━━ Exercise inputs

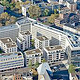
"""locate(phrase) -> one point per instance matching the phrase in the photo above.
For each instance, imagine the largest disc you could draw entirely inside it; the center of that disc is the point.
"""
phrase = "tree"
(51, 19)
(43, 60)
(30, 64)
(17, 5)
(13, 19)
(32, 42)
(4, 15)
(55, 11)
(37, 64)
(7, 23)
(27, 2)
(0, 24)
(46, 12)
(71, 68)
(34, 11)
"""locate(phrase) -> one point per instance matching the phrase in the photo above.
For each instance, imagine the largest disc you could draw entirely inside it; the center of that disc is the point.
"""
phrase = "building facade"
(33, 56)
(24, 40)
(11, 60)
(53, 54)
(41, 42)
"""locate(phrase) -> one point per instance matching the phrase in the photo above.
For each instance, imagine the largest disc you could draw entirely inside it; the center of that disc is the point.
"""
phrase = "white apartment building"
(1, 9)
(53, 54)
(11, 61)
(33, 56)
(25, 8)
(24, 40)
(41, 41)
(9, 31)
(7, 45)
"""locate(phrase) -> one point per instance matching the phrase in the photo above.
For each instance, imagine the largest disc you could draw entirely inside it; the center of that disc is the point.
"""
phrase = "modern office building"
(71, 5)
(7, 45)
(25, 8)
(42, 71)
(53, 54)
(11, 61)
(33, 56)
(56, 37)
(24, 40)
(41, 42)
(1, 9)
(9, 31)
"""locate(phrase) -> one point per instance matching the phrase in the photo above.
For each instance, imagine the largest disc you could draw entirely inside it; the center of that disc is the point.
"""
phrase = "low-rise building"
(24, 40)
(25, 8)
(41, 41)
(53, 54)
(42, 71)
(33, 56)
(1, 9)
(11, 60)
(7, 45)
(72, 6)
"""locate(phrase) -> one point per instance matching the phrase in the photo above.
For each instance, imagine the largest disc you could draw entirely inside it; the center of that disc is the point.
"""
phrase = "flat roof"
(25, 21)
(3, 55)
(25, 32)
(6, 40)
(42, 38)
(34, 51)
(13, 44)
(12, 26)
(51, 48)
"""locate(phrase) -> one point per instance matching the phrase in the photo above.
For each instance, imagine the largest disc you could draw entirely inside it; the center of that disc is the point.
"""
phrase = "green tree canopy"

━━━━

Requirement: Write the entries out again word for word. Omit all pictures from them.

Task result:
"""locate(phrase) -> one point per instance matching the phrase in the photo above.
For each instance, imagine the largest disc you could draw entirely inside it; the center of that disc is the point.
"""
phrase = "tree"
(51, 19)
(43, 60)
(30, 64)
(17, 5)
(13, 19)
(32, 42)
(4, 15)
(55, 11)
(37, 64)
(7, 23)
(27, 2)
(0, 24)
(46, 12)
(71, 68)
(34, 11)
"""locate(phrase) -> one point per instance matching the phrase in the photo above.
For each instance, imagine the largest disc you could draw entirely inside it; the center of that disc is the point.
"""
phrase = "building facade"
(33, 56)
(24, 40)
(11, 60)
(53, 54)
(41, 42)
"""locate(phrase) -> one point per instance matching the phrase in the photo above.
For each instance, imagine the largest disc you could draw entirely inside it; the center of that disc is the point.
"""
phrase = "white apartment building"
(1, 9)
(53, 54)
(11, 61)
(33, 56)
(25, 8)
(24, 40)
(41, 41)
(9, 31)
(7, 45)
"""locate(phrase) -> one point per instance matching the phrase in the photo above.
For each instance, imagine the largest disc you could draw entirely inside it; the center of that disc is the point.
"""
phrase = "modern office building"
(71, 5)
(7, 45)
(25, 8)
(42, 71)
(53, 54)
(11, 61)
(33, 56)
(56, 37)
(24, 40)
(41, 42)
(1, 9)
(9, 31)
"""locate(phrase) -> one point per instance matching the phrase in the photo above.
For each instance, imagine the largest disc you could draw entirely inside it; the center of that disc is the point.
"""
phrase = "low-rise building"
(24, 40)
(25, 8)
(41, 41)
(53, 54)
(42, 71)
(33, 56)
(1, 9)
(11, 60)
(7, 45)
(72, 6)
"""locate(phrase) -> one point per instance matching the phrase in the photo above.
For each instance, imagine the largest disc you could draw entirely inside it; the center of that disc is the point.
"""
phrase = "flat roof"
(25, 21)
(3, 55)
(25, 32)
(6, 40)
(42, 38)
(34, 51)
(13, 44)
(12, 26)
(51, 48)
"""locate(phrase) -> one point per instance matching the phrase in the photo above.
For each instance, imagine the largest disc you could draw entirely inside it; the center of that disc is the point.
"""
phrase = "green tree canopy"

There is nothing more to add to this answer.